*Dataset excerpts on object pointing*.
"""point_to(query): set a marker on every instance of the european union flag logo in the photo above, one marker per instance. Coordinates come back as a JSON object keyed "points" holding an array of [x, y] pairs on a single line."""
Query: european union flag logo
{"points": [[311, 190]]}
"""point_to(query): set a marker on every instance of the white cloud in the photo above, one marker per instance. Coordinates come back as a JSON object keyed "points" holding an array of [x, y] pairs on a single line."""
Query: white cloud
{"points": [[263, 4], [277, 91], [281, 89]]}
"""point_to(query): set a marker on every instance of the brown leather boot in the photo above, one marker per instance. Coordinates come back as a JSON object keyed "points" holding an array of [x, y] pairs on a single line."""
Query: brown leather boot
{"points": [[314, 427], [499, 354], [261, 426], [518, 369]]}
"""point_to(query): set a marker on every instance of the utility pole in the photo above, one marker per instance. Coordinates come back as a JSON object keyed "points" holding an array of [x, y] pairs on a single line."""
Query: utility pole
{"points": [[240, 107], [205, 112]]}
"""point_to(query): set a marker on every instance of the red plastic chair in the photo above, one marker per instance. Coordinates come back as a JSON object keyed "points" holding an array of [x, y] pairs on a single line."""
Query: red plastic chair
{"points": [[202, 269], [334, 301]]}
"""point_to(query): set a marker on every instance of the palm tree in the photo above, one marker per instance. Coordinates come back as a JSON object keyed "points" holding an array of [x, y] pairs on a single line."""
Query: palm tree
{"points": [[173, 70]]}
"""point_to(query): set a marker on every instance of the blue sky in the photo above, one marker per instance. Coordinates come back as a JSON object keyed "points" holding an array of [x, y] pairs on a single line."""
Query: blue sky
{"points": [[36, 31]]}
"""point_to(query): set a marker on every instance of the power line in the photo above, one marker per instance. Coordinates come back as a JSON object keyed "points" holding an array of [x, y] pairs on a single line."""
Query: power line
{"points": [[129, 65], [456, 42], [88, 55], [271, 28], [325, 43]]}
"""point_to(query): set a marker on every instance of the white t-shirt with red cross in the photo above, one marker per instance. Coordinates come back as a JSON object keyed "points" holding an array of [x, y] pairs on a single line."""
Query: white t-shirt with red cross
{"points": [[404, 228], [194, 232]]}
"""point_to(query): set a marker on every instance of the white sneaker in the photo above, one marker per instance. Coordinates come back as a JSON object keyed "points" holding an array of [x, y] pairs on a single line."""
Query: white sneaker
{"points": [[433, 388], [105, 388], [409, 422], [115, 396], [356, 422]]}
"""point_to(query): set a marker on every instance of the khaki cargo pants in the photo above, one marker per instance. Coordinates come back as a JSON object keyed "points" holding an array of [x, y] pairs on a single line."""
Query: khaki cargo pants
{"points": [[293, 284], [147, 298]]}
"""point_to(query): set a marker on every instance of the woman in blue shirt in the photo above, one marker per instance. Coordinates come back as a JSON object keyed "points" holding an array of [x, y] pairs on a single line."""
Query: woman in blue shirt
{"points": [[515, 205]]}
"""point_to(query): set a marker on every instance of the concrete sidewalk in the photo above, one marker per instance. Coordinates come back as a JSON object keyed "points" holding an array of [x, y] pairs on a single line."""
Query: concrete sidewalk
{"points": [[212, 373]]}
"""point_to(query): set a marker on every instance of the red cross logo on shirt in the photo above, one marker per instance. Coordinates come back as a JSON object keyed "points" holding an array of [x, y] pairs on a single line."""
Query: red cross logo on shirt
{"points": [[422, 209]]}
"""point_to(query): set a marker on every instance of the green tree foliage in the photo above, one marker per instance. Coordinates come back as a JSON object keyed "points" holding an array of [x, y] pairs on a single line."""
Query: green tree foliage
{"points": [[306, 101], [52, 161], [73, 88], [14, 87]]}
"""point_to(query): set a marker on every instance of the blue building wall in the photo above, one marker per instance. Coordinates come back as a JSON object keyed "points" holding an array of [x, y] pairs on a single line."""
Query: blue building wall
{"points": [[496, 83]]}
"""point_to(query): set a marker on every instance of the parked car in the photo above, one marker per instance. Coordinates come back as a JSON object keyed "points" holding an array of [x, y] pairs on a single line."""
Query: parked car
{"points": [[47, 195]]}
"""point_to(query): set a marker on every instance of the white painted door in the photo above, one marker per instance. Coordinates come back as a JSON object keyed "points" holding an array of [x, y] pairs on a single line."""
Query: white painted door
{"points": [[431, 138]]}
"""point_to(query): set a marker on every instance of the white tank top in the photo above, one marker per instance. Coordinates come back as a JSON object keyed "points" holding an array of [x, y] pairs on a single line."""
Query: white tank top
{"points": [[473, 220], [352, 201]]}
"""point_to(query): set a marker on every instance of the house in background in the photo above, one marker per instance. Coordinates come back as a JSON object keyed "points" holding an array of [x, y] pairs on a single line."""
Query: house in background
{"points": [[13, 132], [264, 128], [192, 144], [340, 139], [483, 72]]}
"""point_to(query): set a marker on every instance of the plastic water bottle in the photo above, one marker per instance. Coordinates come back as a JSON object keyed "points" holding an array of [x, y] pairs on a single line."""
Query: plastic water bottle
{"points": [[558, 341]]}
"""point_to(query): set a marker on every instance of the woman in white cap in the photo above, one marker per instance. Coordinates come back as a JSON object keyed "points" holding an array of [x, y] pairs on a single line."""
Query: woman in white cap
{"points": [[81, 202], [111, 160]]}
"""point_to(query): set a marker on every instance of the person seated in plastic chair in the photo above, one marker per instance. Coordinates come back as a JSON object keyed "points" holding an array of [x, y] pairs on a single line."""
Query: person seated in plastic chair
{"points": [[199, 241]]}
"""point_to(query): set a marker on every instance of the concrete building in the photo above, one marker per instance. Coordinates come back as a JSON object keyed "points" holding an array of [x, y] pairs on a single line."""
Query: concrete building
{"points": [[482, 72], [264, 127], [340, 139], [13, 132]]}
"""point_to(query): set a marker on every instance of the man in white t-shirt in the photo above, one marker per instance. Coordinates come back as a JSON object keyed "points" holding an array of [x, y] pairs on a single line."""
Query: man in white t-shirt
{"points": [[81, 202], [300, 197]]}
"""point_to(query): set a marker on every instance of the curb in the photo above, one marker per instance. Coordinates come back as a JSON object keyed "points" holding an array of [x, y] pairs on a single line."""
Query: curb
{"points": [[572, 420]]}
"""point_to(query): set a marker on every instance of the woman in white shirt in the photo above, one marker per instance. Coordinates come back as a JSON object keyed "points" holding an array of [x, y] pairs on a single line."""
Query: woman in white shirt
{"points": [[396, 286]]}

*WRITTEN INSTRUCTION*.
Reproduce only the lines running from the one with "of the curb" through the final line of the listing above, both ends included.

*FINAL RESULT*.
"""point_to(query): set a marker on every instance of the curb in the photo above, one marker per instance. Coordinates come back as a JSON object keyed "points" holding an array of [x, y] pairs on a single line."""
Query: curb
{"points": [[572, 420]]}
"""point_to(query): set a marker on every instance of the woman in white shirt in the photo above, one marker per instance. Coordinates come back as a JSON object keyed "points" holding an array of [x, y] pairs on a single line."""
Query: woman in white shirt
{"points": [[396, 286]]}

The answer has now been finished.